▶ DOCUMENT EXCERPT
####

Towards accurate, reference-free differential expression: A comprehensive evaluation of long-read de novo transcriptome assembly

Long-read RNA sequencing has significantly advanced transcriptomics by enabling the full length of transcripts to be assessed. However, current analysis methods often depend on a high-quality reference genome and gene annotation. Recently, de novo assembly methods have been developed to utilise long-read data in cases where a reference genome is unavailable, such as in non-model organisms. Despite the potential of these tools, there remains a lack of benchmarking and established protocols for optimal reference-free, long-read transcriptome assembly and differential expression analysis.

Here, we comprehensively evaluate the current state-of-the-art long-read de novo transcriptome assembly tools, RATTLE, RNA-Bloom2 and isONform, and compare their performance to one of the leading short-read assemblers, Trinity. We assess various metrics, including assembly quality and computational efficiency, across a range of datasets, which include simulated data and spike-in sequin transcripts, where ground truth is known, and real data from human cell lines and pea ( Pisum sativum ) samples, using the reference-guided assembler Bambu to define truth. To represent contemporary analysis scenarios, the datasets cover depths from 6 million to 60 million reads, Oxford Nanopore Technologies (ONT) cDNA and direct RNA sequencing, and critically, we assessed the downstream impact of assembly choice on the detection of differential gene and transcript expression.

Our results confirm that long reads generate longer assembled transcripts than short-reads for reference-free analysis, though limitations remain compared to reference-guided approaches, and suggest scope for improved accuracy and redundancy. Of the de novo pipelines, RNA-Bloom2, coupled with Corset for transcript clustering, was the best performing in both accuracy and computational efficiency. Our findings offer guidance when selecting the most effective strategy for long-read differential expression analysis, when a high-quality reference genome is unavailable.

####

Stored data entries
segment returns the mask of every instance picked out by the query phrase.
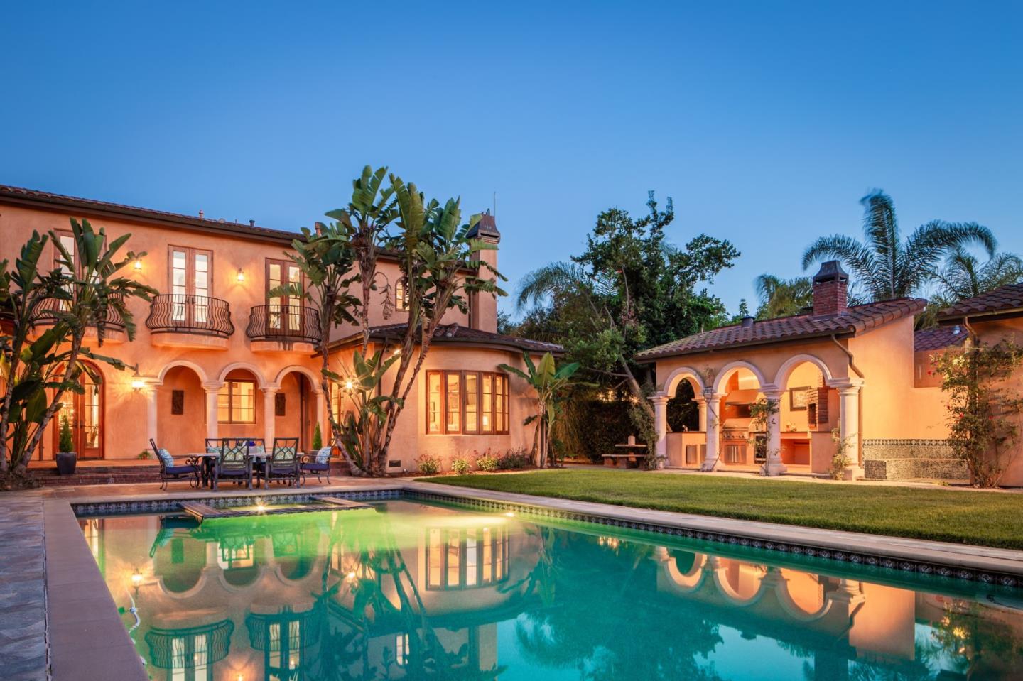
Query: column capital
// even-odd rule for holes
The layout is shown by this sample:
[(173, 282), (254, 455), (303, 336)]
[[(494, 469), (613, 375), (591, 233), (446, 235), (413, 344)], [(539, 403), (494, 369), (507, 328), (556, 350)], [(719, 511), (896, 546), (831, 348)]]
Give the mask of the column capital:
[(828, 388), (834, 388), (839, 392), (855, 392), (863, 387), (862, 378), (849, 378), (846, 376), (831, 378), (825, 382), (828, 383)]

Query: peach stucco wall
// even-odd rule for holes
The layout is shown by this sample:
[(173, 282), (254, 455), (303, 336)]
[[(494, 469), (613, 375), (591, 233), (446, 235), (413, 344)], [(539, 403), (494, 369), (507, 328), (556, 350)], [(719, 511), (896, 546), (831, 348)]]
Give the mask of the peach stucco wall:
[[(7, 259), (12, 262), (33, 230), (45, 233), (54, 229), (69, 229), (71, 217), (73, 216), (70, 214), (56, 211), (0, 202), (0, 234), (4, 236), (0, 239), (0, 260)], [(103, 345), (101, 353), (122, 359), (131, 366), (137, 366), (138, 376), (133, 375), (132, 370), (118, 371), (106, 365), (100, 366), (105, 396), (103, 458), (135, 458), (139, 452), (148, 448), (150, 435), (154, 435), (161, 446), (169, 448), (176, 455), (201, 450), (203, 440), (208, 434), (207, 396), (204, 385), (216, 388), (231, 372), (234, 372), (232, 375), (251, 377), (256, 381), (257, 422), (221, 423), (218, 425), (220, 437), (264, 437), (267, 416), (264, 413), (266, 404), (262, 389), (271, 389), (279, 390), (285, 396), (286, 415), (273, 417), (276, 437), (297, 437), (302, 434), (308, 448), (313, 421), (319, 420), (323, 424), (324, 441), (328, 441), (325, 410), (316, 413), (315, 392), (318, 391), (319, 359), (313, 357), (308, 348), (272, 347), (270, 350), (254, 351), (252, 342), (246, 334), (250, 310), (253, 306), (266, 303), (266, 260), (283, 259), (286, 243), (262, 237), (210, 233), (187, 225), (135, 222), (99, 214), (76, 213), (74, 217), (87, 218), (96, 229), (105, 228), (109, 238), (130, 233), (131, 239), (122, 253), (126, 254), (131, 249), (145, 252), (147, 255), (142, 259), (140, 270), (129, 268), (125, 274), (153, 286), (161, 292), (167, 292), (170, 288), (168, 281), (170, 246), (204, 248), (212, 252), (210, 296), (229, 303), (234, 325), (234, 332), (227, 340), (211, 342), (211, 336), (175, 334), (183, 336), (183, 340), (190, 347), (168, 347), (166, 345), (168, 334), (152, 334), (146, 328), (145, 320), (149, 314), (149, 305), (143, 301), (130, 303), (130, 310), (137, 325), (135, 340), (126, 342), (120, 337), (112, 337)], [(496, 264), (497, 254), (488, 252), (486, 258)], [(48, 266), (52, 262), (53, 246), (50, 244), (47, 246), (44, 263)], [(243, 275), (242, 281), (238, 280), (239, 270)], [(393, 286), (398, 272), (397, 265), (382, 261), (380, 271), (380, 281), (387, 279)], [(383, 285), (380, 287), (383, 289)], [(375, 296), (380, 300), (370, 309), (372, 324), (405, 321), (406, 313), (401, 311), (396, 311), (389, 318), (385, 317), (383, 290), (377, 291)], [(489, 299), (489, 296), (479, 298), (477, 301), (479, 309), (473, 321), (478, 328), (493, 331), (496, 330), (496, 307)], [(445, 317), (445, 322), (457, 322), (462, 325), (466, 325), (469, 321), (470, 316), (457, 310), (449, 312)], [(342, 328), (337, 330), (335, 335), (347, 335), (354, 331), (354, 327)], [(500, 362), (516, 363), (516, 361), (517, 355), (510, 351), (466, 350), (437, 346), (432, 350), (425, 369), (444, 366), (493, 370)], [(518, 357), (518, 361), (521, 362), (521, 357)], [(305, 374), (317, 383), (306, 389), (308, 422), (303, 422), (301, 418), (298, 374)], [(133, 380), (142, 380), (147, 388), (133, 390)], [(158, 418), (154, 434), (150, 433), (148, 418), (150, 390), (155, 391)], [(184, 411), (181, 415), (171, 413), (173, 390), (183, 390), (185, 394)], [(392, 446), (393, 458), (400, 458), (405, 467), (411, 468), (412, 461), (425, 451), (421, 449), (424, 447), (437, 449), (439, 453), (451, 453), (468, 448), (507, 449), (511, 446), (522, 446), (522, 428), (516, 425), (522, 423), (525, 404), (529, 398), (525, 396), (521, 381), (517, 379), (511, 381), (510, 390), (514, 435), (492, 438), (463, 437), (465, 439), (452, 437), (444, 438), (442, 442), (419, 439), (417, 428), (424, 407), (417, 404), (420, 391), (420, 387), (417, 385), (412, 404), (408, 406), (406, 415), (399, 422), (399, 433), (396, 434)], [(43, 442), (42, 458), (53, 457), (54, 445), (53, 434), (48, 433)]]

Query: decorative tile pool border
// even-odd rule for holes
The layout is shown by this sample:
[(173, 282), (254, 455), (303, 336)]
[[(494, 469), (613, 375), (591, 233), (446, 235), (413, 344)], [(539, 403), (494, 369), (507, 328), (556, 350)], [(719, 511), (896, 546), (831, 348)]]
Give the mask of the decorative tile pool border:
[(749, 537), (744, 537), (742, 535), (736, 535), (736, 534), (720, 533), (720, 532), (702, 532), (698, 530), (688, 530), (685, 528), (671, 527), (665, 525), (656, 525), (656, 524), (641, 523), (635, 520), (623, 520), (620, 518), (606, 517), (603, 515), (595, 515), (592, 513), (564, 511), (557, 508), (548, 508), (546, 506), (513, 503), (507, 501), (491, 501), (488, 499), (474, 499), (468, 497), (449, 496), (446, 494), (434, 494), (431, 492), (422, 492), (419, 490), (405, 490), (403, 496), (405, 498), (410, 498), (410, 499), (443, 501), (445, 503), (461, 504), (474, 508), (483, 508), (486, 510), (493, 510), (493, 511), (503, 511), (503, 512), (513, 511), (515, 513), (522, 513), (526, 515), (537, 515), (540, 517), (550, 517), (561, 520), (580, 520), (584, 523), (595, 523), (598, 525), (621, 528), (623, 530), (639, 530), (642, 532), (672, 535), (679, 538), (715, 542), (718, 544), (729, 544), (733, 546), (743, 546), (765, 551), (777, 551), (780, 553), (789, 553), (791, 555), (805, 555), (811, 558), (835, 560), (839, 562), (849, 562), (855, 565), (877, 568), (880, 570), (890, 571), (890, 572), (918, 573), (920, 575), (927, 575), (938, 578), (966, 580), (966, 581), (980, 582), (983, 584), (991, 584), (991, 585), (1017, 588), (1017, 589), (1023, 588), (1023, 579), (1017, 578), (1014, 575), (1008, 575), (994, 571), (955, 569), (940, 563), (892, 558), (890, 556), (885, 556), (881, 554), (863, 553), (857, 551), (836, 551), (832, 549), (819, 548), (816, 546), (811, 546), (806, 544), (764, 541), (761, 539), (751, 539)]
[(978, 571), (968, 569), (957, 569), (953, 566), (926, 562), (921, 560), (906, 560), (902, 558), (892, 558), (877, 553), (865, 553), (859, 551), (838, 551), (828, 548), (820, 548), (808, 544), (797, 544), (792, 542), (765, 541), (744, 537), (742, 535), (703, 532), (686, 528), (642, 523), (636, 520), (624, 520), (621, 518), (607, 517), (593, 513), (582, 513), (578, 511), (565, 511), (542, 505), (523, 504), (507, 501), (493, 501), (489, 499), (476, 499), (472, 497), (460, 497), (455, 495), (437, 494), (424, 492), (421, 490), (406, 489), (386, 489), (386, 490), (359, 490), (359, 491), (331, 491), (331, 492), (297, 492), (294, 494), (253, 494), (246, 493), (232, 496), (210, 496), (192, 497), (188, 499), (143, 499), (135, 501), (109, 501), (109, 502), (81, 502), (73, 503), (72, 509), (79, 517), (94, 515), (122, 515), (136, 513), (160, 513), (181, 511), (181, 501), (192, 501), (208, 504), (214, 508), (225, 508), (230, 506), (251, 506), (258, 503), (303, 503), (312, 499), (324, 496), (341, 497), (353, 501), (387, 501), (389, 499), (416, 499), (426, 501), (442, 501), (473, 508), (482, 508), (491, 511), (522, 513), (538, 517), (549, 517), (561, 520), (576, 520), (583, 523), (594, 523), (623, 530), (638, 530), (654, 534), (671, 535), (684, 539), (698, 541), (715, 542), (718, 544), (728, 544), (765, 551), (777, 551), (796, 556), (807, 556), (824, 560), (835, 560), (838, 562), (848, 562), (858, 566), (866, 566), (886, 572), (906, 572), (927, 575), (931, 577), (965, 580), (980, 582), (983, 584), (997, 585), (1023, 589), (1023, 579), (1015, 575), (998, 573), (995, 571)]
[(402, 490), (359, 490), (333, 492), (296, 492), (294, 494), (259, 494), (246, 492), (232, 496), (189, 497), (187, 499), (139, 499), (133, 501), (100, 501), (76, 502), (71, 505), (75, 515), (90, 517), (93, 515), (133, 515), (136, 513), (167, 513), (182, 511), (181, 502), (206, 504), (214, 508), (230, 508), (232, 506), (253, 506), (261, 503), (300, 504), (319, 497), (341, 497), (352, 501), (386, 501), (399, 499)]

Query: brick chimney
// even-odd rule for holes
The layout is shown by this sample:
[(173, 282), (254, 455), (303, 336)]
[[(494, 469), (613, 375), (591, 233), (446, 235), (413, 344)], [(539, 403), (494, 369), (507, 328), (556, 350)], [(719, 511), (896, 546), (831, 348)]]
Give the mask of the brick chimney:
[(849, 275), (837, 260), (820, 264), (820, 271), (813, 275), (813, 314), (840, 315), (849, 309), (846, 288)]

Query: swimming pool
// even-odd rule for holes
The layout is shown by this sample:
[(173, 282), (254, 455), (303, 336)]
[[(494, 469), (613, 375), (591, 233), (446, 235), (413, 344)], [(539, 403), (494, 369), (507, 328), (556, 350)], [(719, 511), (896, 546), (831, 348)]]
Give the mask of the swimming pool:
[(154, 679), (1010, 679), (1023, 595), (442, 503), (79, 520)]

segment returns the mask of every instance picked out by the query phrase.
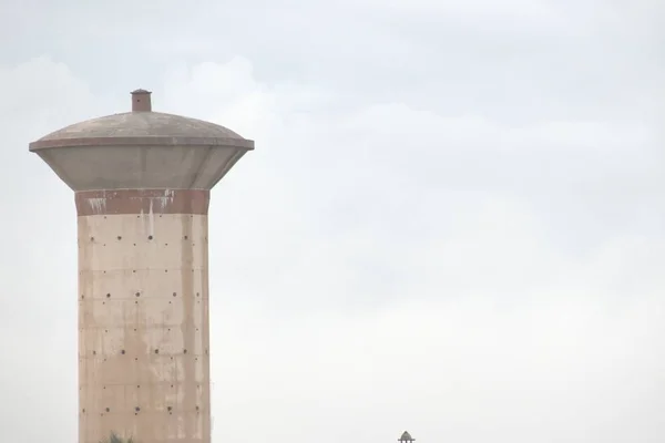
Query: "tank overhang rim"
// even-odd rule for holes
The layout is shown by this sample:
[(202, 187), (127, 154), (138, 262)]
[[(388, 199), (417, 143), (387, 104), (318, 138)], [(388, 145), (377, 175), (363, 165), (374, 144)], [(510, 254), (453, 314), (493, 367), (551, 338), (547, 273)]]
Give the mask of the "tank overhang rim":
[(39, 140), (30, 143), (30, 152), (57, 147), (98, 147), (98, 146), (202, 146), (236, 147), (254, 150), (254, 141), (235, 137), (182, 137), (182, 136), (130, 136), (130, 137), (81, 137)]

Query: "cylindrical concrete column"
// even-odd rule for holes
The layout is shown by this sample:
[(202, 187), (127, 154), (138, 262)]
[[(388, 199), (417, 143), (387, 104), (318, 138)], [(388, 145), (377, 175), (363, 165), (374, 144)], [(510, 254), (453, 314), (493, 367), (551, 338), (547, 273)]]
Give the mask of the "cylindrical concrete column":
[(209, 443), (209, 190), (252, 150), (145, 90), (30, 143), (76, 193), (79, 443)]
[(208, 190), (75, 199), (79, 442), (209, 443)]

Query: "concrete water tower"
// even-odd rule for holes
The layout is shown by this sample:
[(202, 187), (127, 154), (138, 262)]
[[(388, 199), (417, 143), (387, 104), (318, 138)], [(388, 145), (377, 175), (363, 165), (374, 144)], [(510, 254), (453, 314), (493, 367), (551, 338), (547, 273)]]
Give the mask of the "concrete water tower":
[(80, 443), (209, 443), (209, 192), (253, 148), (144, 90), (30, 144), (75, 192)]

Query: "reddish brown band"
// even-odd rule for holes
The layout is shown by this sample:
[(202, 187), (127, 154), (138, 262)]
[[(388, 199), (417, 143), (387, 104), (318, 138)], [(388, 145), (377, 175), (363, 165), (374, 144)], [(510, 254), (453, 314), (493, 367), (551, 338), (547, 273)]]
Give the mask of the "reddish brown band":
[(76, 193), (76, 214), (196, 214), (207, 215), (209, 190), (116, 189)]

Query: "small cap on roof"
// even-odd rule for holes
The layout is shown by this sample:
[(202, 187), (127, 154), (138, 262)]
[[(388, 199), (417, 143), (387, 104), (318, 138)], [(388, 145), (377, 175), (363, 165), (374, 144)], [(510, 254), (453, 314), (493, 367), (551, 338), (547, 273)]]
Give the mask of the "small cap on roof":
[(132, 91), (132, 112), (151, 112), (152, 103), (150, 94), (152, 92), (146, 90)]

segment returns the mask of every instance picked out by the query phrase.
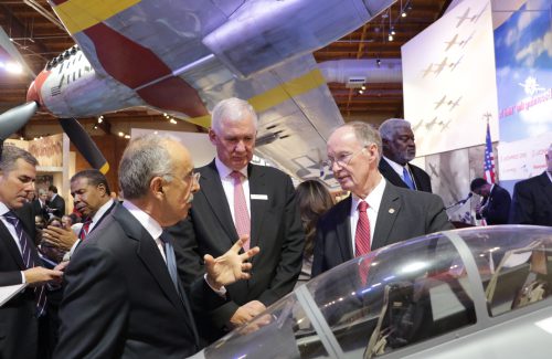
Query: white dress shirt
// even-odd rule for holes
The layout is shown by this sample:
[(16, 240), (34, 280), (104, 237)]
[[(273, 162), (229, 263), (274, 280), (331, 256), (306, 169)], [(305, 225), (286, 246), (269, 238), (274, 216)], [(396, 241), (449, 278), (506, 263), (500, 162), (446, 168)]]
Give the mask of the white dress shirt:
[(359, 202), (360, 201), (365, 201), (368, 203), (368, 209), (367, 209), (367, 214), (368, 214), (368, 220), (370, 222), (370, 247), (372, 247), (373, 243), (373, 237), (374, 237), (374, 229), (375, 229), (375, 221), (378, 219), (378, 212), (380, 210), (381, 201), (383, 198), (383, 191), (385, 190), (385, 179), (383, 176), (380, 178), (380, 183), (378, 183), (372, 192), (370, 192), (367, 198), (360, 198), (357, 194), (351, 196), (351, 212), (349, 214), (350, 217), (350, 223), (351, 223), (351, 241), (352, 241), (352, 251), (354, 255), (354, 235), (357, 234), (357, 222), (359, 222)]

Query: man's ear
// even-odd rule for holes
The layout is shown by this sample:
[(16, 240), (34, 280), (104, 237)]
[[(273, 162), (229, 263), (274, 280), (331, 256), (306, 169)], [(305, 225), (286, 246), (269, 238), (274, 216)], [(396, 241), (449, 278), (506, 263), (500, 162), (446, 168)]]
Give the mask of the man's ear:
[(149, 189), (151, 190), (151, 193), (153, 193), (153, 196), (156, 197), (163, 197), (164, 196), (163, 183), (164, 180), (162, 177), (159, 176), (153, 177), (149, 182)]
[(216, 134), (214, 133), (213, 128), (209, 128), (209, 140), (211, 141), (211, 144), (215, 145)]

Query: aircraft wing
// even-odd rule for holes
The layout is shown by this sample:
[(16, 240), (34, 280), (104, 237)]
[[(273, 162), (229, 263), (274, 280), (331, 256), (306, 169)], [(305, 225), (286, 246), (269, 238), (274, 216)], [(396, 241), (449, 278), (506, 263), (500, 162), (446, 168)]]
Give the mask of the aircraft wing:
[(394, 1), (50, 2), (79, 46), (38, 88), (53, 114), (148, 106), (209, 127), (209, 109), (236, 96), (259, 114), (258, 155), (326, 178), (326, 138), (343, 120), (311, 53)]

####

▶ WHAT TO DO
1. Copy the stretch of the long-read assembly abstract from "Long-read RNA sequencing" through "differential expression analysis." word for word.
2. In the long-read assembly abstract, which de novo pipeline performed best in both accuracy and computational efficiency?
None of this data matters for what comes next.

▶ ANSWERS FOR EACH ITEM
1.
Long-read RNA sequencing has significantly advanced transcriptomics by enabling the full length of transcripts to be assessed. However, current analysis methods often depend on a high-quality reference genome and gene annotation. Recently, de novo assembly methods have been developed to utilise long-read data in cases where a reference genome is unavailable, such as in non-model organisms. Despite the potential of these tools, there remains a lack of benchmarking and established protocols for optimal reference-free, long-read transcriptome assembly and differential expression analysis.

2. RNA-Bloom2, coupled with Corset for transcript clustering.